▶ **Text under study**

┄┄┄┄┄┄┄┄┄┄

But Shadow Health Secretary Andrew Lansley said the Government was "moving in the wrong direction".

The White Paper "leaves many questions unanswered. Many primary care trusts are cutting back precisely the community-based services on which the care plan depends," he said.

Liberal Democrat spokesman Sandra Gidley said the "hot-potch of ideas" would please nobody. "The Government prop-oses to build another 50 community hospitals but at present funding crises mean that one in four are threatened with closure.

"The Secretary of State has decreed that hospitals should not be closed 'in response to short-term budgetary pressures' but has not proposed any further funding or support." WHITE PAPER: Key points HEALTH "MOTs" PEOPLE will be offered check-ups at key points in their life.

The idea is they would give patients the option of having a health check-up to see if they are at risk of developing conditions such as heart disease and diabetes.

┄┄┄┄┄┄┄┄┄┄

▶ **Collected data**

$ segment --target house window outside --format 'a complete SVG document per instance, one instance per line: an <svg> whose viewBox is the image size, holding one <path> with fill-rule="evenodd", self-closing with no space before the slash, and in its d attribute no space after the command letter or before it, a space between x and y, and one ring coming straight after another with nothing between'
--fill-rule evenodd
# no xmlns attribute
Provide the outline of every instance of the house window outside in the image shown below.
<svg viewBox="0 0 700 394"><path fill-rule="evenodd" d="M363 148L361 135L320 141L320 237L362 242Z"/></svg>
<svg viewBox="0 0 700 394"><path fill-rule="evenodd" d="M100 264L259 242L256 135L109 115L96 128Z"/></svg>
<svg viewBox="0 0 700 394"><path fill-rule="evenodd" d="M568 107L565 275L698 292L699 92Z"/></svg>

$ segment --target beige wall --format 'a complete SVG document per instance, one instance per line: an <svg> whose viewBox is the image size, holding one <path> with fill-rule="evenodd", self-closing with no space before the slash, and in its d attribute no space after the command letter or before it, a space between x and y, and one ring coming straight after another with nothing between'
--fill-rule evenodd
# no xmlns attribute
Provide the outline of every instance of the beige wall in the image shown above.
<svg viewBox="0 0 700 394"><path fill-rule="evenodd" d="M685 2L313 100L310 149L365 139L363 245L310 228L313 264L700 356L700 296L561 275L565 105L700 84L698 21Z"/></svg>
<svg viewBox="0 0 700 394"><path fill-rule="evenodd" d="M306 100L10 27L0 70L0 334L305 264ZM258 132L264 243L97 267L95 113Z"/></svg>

┄┄┄┄┄┄┄┄┄┄

▶ **Work to complete**
In the news text on the health White Paper, which conditions would the offered check-ups assess a patient's risk of developing?

▶ **Final answer**
Heart disease and diabetes.